%%
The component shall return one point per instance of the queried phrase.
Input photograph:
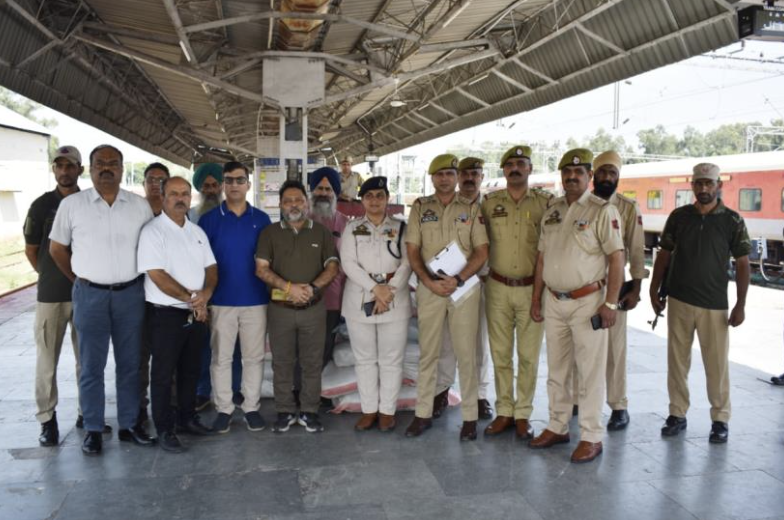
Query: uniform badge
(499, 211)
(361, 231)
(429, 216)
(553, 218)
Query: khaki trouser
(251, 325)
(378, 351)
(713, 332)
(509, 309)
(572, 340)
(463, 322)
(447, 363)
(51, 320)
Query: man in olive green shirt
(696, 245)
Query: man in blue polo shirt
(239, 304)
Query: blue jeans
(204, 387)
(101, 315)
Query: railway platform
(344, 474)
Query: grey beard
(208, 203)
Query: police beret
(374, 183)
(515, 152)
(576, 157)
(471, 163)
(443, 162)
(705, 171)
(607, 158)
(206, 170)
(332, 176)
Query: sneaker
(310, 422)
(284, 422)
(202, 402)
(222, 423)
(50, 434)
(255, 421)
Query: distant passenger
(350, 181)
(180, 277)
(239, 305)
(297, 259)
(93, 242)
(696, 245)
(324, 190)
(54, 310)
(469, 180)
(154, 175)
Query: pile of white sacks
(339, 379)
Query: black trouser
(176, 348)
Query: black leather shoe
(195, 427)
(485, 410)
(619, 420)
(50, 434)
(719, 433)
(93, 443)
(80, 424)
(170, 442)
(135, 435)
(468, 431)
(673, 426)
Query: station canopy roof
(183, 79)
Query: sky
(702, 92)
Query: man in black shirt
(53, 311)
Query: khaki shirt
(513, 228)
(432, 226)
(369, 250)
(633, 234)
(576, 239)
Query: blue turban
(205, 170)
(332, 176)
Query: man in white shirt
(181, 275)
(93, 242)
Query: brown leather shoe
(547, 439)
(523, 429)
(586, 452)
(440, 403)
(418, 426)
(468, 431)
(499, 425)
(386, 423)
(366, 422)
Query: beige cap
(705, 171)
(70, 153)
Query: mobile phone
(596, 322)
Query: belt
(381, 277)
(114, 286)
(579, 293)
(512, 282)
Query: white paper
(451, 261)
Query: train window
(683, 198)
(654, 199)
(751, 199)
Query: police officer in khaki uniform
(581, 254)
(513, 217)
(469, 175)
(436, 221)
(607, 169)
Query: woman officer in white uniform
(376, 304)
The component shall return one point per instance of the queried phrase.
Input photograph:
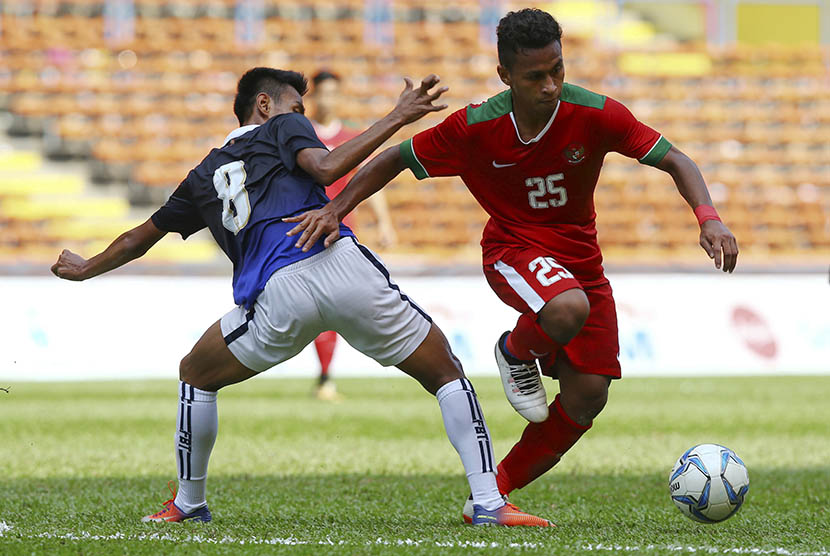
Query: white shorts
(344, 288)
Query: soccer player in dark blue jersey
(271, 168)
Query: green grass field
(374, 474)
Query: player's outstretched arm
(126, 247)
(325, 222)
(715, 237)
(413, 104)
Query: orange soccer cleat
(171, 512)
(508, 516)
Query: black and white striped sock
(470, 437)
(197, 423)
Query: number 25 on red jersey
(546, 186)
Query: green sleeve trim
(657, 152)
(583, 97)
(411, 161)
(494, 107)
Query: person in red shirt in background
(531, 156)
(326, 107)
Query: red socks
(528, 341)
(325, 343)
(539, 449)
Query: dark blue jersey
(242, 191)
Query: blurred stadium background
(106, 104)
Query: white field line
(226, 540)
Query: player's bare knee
%%
Copy only the stretch running from the line containing "Query: person in red shirt in background" to the final line of the entries, both ends included, exactly as it stands.

Query: person in red shirt in background
(531, 156)
(326, 107)
Query: red socks
(528, 341)
(325, 343)
(539, 449)
Query: dark blue jersey
(242, 191)
Query: blurred stadium background
(106, 104)
Query: white field line
(226, 540)
Query: player's bare knee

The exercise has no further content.